§ MATERIAL TO PROCESS:

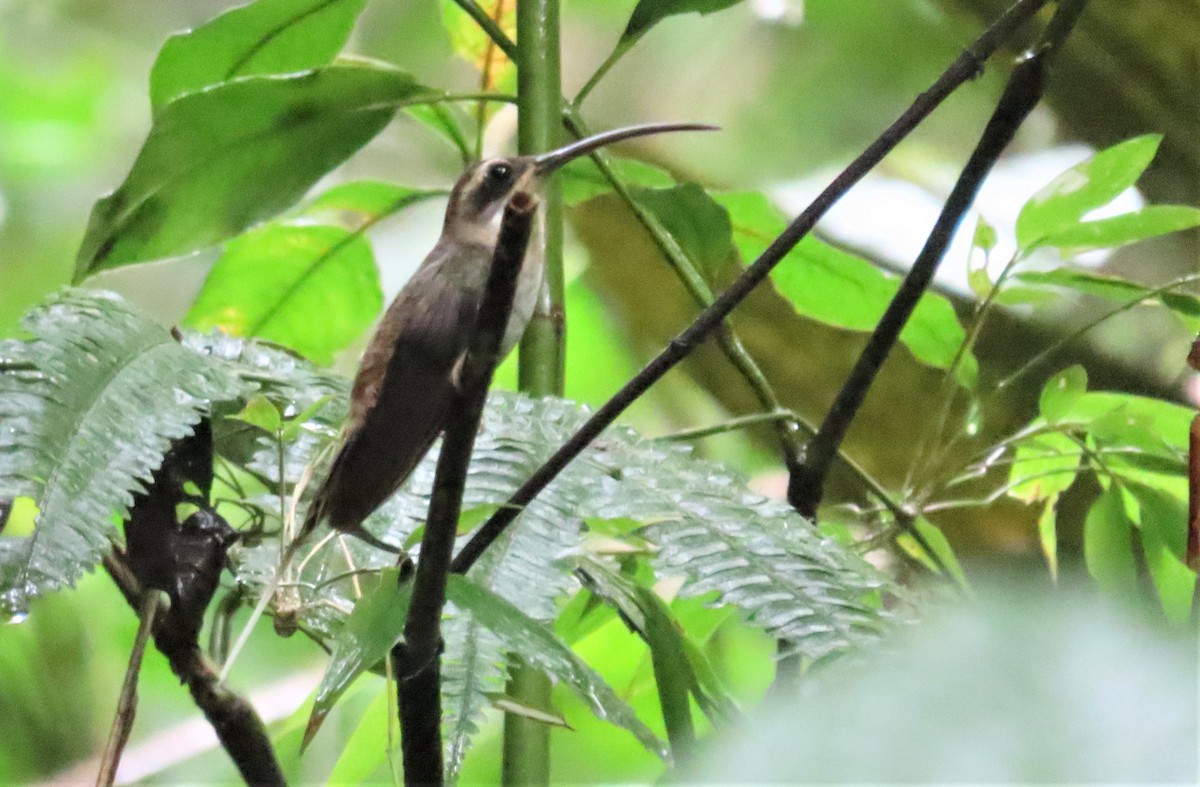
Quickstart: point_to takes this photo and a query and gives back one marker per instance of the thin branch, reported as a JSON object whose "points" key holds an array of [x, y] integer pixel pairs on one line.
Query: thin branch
{"points": [[1021, 95], [694, 282], [964, 68], [418, 655], [233, 719], [1033, 362], [127, 702]]}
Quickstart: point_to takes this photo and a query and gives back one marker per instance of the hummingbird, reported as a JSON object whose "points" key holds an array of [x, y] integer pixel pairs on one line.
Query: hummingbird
{"points": [[412, 366]]}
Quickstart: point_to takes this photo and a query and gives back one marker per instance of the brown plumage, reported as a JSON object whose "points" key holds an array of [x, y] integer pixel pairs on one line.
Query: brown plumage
{"points": [[409, 371]]}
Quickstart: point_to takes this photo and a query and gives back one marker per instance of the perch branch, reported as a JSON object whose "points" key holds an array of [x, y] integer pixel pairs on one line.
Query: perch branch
{"points": [[418, 655]]}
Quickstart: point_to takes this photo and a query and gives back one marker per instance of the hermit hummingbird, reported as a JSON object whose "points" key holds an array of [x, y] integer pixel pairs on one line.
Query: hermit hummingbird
{"points": [[411, 368]]}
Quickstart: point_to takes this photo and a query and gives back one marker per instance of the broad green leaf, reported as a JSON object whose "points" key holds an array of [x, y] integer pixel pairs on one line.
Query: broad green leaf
{"points": [[1115, 288], [582, 180], [471, 43], [365, 640], [1162, 514], [1048, 534], [1061, 391], [648, 13], [366, 750], [360, 204], [1127, 228], [442, 119], [1083, 188], [90, 403], [1174, 581], [681, 668], [220, 160], [700, 226], [309, 287], [538, 646], [941, 547], [1043, 466], [263, 37], [1108, 544], [838, 288]]}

§ YOUR GOAL:
Please repeat the entries exactly. Do not include the pictures.

§ OUTPUT OF THE TASK:
Quickstart: point_to takes this photo and a query and gives back one marker per instance of the thin branch, reported as a JSON object whose "points" key holds an array of [x, y] integer pixel pairs on one line.
Query: thin branch
{"points": [[1021, 95], [694, 282], [964, 68], [418, 655], [233, 719], [1033, 362], [127, 702]]}
Quickstart: point_to takes this photo and a query and gives back one marker per instance of the hummingbird, reported as a JSON object whose "points" key holds an array of [x, y] integer pixel pairs on one line.
Query: hummingbird
{"points": [[412, 366]]}
Quickstart: point_to takes this photo and a query and gives back one marker per instance of the brown plumage, reported as a JSON object whose "points" key holds an array of [x, y] integer pixel pairs on one line.
Query: brown plumage
{"points": [[409, 371]]}
Quickstart: point_to takes this photo and a query and gives back one marker per instance of the perch branch, reported as a JSON object whose "points" key holds an array of [x, y] integer pixel pairs on one line.
Query: perch branch
{"points": [[418, 655]]}
Quickstart: point_to takes this photo and a query and gives back one marker per instance of the hermit hummingbird, reported as a JSON object whose "points" key holds an array of [x, y] integer pixel pairs on one line.
Query: hermit hummingbird
{"points": [[411, 368]]}
Quickstart: point_to takes this photo and a query and gives back one marker per instance of the broad green leaf, reported as a JSON object whose "points" key holds an array of [x, y] integer pixel pairs on one line.
Query: broad green leaf
{"points": [[1115, 288], [582, 180], [471, 43], [365, 640], [1162, 514], [1048, 534], [1061, 391], [648, 13], [366, 750], [360, 204], [1127, 228], [442, 119], [1083, 188], [90, 403], [1174, 581], [681, 668], [220, 160], [700, 226], [309, 287], [538, 646], [941, 547], [1043, 466], [263, 37], [1108, 544], [838, 288]]}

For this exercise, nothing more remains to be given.